### Extract
________________
Lora Hooper is a professor in the Department of Immunology at the University of Texas Southwestern Medical Center (Dallas), and an investigator at the Howard Hughes Medical Institute. Her lab studies immune mechanisms that prevent bacteria from crossing intestinal barriers and entering host tissues.
Hooper sat down to talk with GMFH editors at the Keystone Symposium earlier this month.

Dr. Lora Hooper, UT Southwestern Medical Center, Dallas
How do bacteria try to invade the intestinal epithelium?
There’s a multi-step process. First, there’s attachment to the epithelial cell and [in my Keystone talk I covered] the fact that that triggers expression of antimicrobial proteins such as REG3 gamma [regenerating islet-derived protein 3 gamma], which is one that we work on, but there are others.
The epithelial cell desperately wants to get rid of the bacteria so those proteins are secreted from the surface of the epithelial cell, and the idea is to keep bacteria from attaching because that restricts the amount of invasion that occurs.
When they do invade, which does sometimes happen, especially if there’s a pathogen – it’s not very well understood what the response of the epithelial cell is to invasion. One thing we have shown is that one defense mechanism that’s very important is autophagy… we’ve shown that when bacteria invade epithelial cells you get activation of autophagic pathways. Basically, the cell senses – and we don’t know how this happens – it senses that there’s a bacterium in it. Of course, that’s a bad thing, so in a really fascinating set of molecular processes, it surrounds it with a membrane, ‘cordons it off’ from everything else and then it shuttles it to a lysosome. Basically, the bacteria gets chewed up, dies, and the cell gets rid of it.
________________
### Information provided
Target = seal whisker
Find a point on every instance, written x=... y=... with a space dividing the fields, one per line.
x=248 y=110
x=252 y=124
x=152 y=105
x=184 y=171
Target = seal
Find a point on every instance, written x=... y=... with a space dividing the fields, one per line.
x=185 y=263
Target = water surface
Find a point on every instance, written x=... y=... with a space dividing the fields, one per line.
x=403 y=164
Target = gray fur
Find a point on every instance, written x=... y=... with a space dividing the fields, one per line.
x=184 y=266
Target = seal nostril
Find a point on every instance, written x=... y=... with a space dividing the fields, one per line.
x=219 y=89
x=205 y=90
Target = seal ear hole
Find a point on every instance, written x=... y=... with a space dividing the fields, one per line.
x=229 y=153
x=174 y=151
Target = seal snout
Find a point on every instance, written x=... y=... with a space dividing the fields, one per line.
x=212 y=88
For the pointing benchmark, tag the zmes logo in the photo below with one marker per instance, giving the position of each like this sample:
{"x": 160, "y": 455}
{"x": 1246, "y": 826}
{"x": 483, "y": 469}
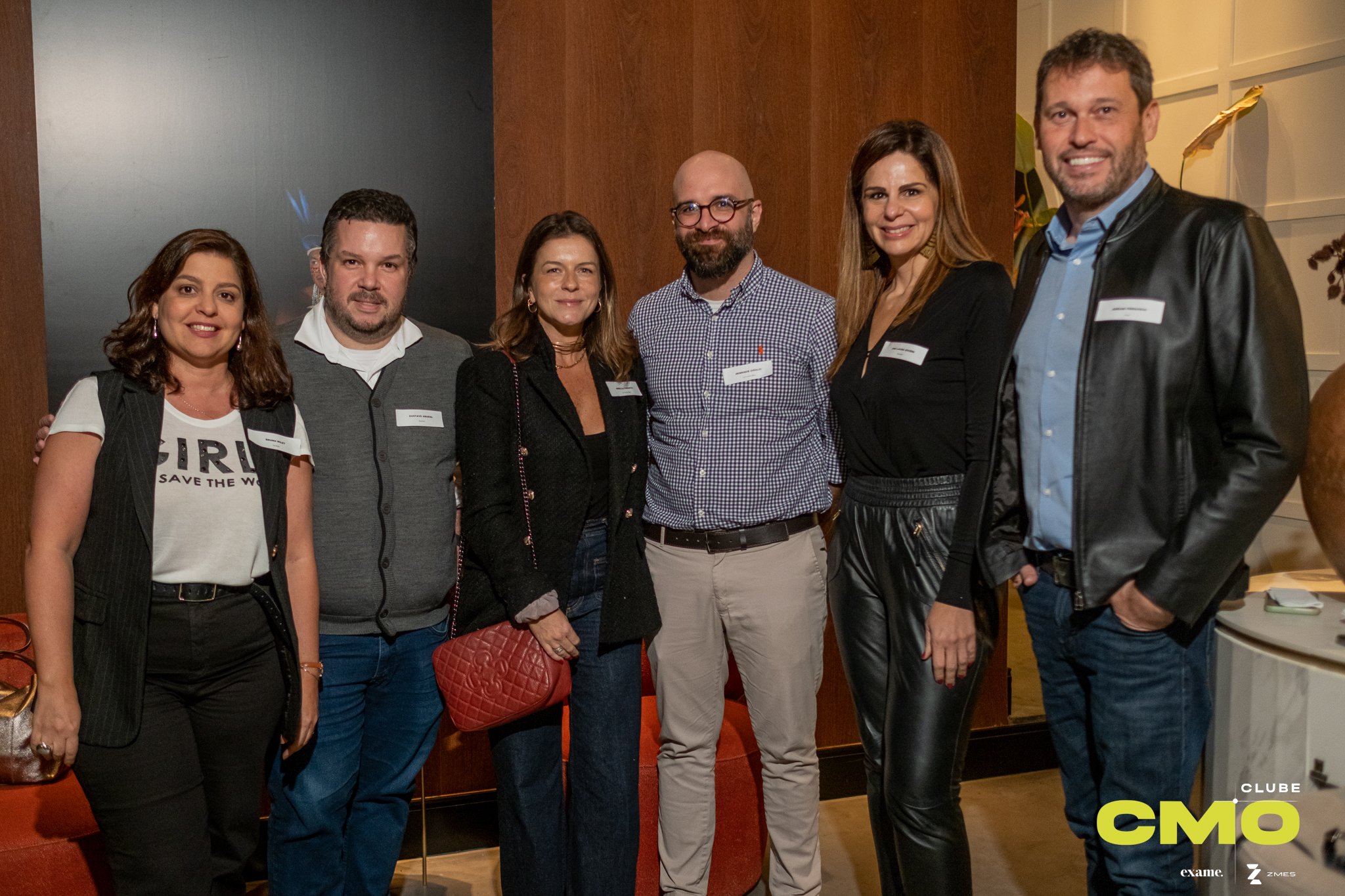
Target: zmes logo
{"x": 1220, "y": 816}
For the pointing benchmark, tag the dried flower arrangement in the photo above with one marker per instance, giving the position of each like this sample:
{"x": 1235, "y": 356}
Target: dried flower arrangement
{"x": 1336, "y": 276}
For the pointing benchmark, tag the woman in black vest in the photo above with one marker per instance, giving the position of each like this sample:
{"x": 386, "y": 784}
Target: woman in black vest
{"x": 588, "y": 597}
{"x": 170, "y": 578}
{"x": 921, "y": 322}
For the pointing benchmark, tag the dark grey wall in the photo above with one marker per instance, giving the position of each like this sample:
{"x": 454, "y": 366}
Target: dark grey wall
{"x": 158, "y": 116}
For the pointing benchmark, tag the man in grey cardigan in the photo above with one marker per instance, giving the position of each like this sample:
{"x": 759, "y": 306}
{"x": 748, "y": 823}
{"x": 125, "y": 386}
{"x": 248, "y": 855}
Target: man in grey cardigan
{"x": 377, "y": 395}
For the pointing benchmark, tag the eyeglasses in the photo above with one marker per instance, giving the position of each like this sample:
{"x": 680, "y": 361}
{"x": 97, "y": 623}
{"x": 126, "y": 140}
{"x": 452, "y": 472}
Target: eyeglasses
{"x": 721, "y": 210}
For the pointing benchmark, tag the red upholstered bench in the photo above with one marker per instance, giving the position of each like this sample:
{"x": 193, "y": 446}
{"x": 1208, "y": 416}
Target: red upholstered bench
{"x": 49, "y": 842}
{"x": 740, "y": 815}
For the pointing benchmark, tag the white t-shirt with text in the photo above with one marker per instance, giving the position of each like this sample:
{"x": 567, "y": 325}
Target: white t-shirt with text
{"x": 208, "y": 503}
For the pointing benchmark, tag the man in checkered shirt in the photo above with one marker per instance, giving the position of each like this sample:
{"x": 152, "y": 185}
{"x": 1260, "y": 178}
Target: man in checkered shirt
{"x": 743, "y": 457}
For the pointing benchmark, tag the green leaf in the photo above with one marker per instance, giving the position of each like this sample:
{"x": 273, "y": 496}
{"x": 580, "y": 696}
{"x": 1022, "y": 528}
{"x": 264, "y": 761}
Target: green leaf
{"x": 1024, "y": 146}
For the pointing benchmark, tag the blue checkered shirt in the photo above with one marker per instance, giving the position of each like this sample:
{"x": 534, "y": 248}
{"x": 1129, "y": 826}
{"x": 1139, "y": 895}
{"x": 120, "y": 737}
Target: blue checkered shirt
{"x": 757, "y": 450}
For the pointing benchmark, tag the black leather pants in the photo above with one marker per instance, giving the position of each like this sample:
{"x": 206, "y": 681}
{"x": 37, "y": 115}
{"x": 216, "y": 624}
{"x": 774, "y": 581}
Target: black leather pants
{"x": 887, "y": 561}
________________
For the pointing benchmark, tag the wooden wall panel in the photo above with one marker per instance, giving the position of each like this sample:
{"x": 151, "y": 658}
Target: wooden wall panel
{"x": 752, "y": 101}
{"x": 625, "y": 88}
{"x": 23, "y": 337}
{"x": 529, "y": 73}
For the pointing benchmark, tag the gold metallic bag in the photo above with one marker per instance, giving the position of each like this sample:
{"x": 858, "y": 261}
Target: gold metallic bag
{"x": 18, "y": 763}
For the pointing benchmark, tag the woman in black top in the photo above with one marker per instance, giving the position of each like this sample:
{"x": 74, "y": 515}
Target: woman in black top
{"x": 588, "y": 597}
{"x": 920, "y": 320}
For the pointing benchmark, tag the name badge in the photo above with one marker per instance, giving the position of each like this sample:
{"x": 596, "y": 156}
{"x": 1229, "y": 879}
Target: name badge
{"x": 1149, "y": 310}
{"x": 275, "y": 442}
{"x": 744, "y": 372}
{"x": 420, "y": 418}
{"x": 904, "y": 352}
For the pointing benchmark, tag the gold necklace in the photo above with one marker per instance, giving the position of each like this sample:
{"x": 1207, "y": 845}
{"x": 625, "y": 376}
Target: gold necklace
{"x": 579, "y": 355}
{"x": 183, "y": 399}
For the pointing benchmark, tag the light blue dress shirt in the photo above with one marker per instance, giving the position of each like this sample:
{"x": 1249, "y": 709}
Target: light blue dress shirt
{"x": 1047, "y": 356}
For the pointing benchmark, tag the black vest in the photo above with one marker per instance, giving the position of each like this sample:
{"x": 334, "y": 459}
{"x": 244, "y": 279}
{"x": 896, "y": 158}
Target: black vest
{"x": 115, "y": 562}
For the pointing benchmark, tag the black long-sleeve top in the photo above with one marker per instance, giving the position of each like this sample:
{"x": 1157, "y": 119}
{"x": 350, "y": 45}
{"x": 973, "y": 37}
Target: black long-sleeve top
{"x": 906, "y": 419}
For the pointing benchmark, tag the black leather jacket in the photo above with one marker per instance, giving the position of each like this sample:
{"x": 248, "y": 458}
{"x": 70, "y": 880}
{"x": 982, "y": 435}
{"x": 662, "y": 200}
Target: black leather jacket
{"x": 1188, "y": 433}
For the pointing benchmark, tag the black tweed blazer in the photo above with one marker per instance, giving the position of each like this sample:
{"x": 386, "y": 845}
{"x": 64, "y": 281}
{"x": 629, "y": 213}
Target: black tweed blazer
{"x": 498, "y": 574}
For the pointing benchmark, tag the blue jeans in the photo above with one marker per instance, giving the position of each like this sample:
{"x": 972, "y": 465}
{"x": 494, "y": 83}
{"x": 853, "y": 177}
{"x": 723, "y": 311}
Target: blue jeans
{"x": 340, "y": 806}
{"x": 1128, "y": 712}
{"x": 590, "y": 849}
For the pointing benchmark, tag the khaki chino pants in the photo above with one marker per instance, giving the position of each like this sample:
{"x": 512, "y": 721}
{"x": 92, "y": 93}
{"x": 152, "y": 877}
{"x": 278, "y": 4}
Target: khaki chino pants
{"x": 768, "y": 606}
________________
### What to produce
In the piece on bacteria invading the intestinal epithelium, rewrite everything from "There’s a multi-step" down to "there are others.", replacing "attachment" with "adhesion".

### Your response
There’s a multi-step process. First, there’s adhesion to the epithelial cell and [in my Keystone talk I covered] the fact that that triggers expression of antimicrobial proteins such as REG3 gamma [regenerating islet-derived protein 3 gamma], which is one that we work on, but there are others.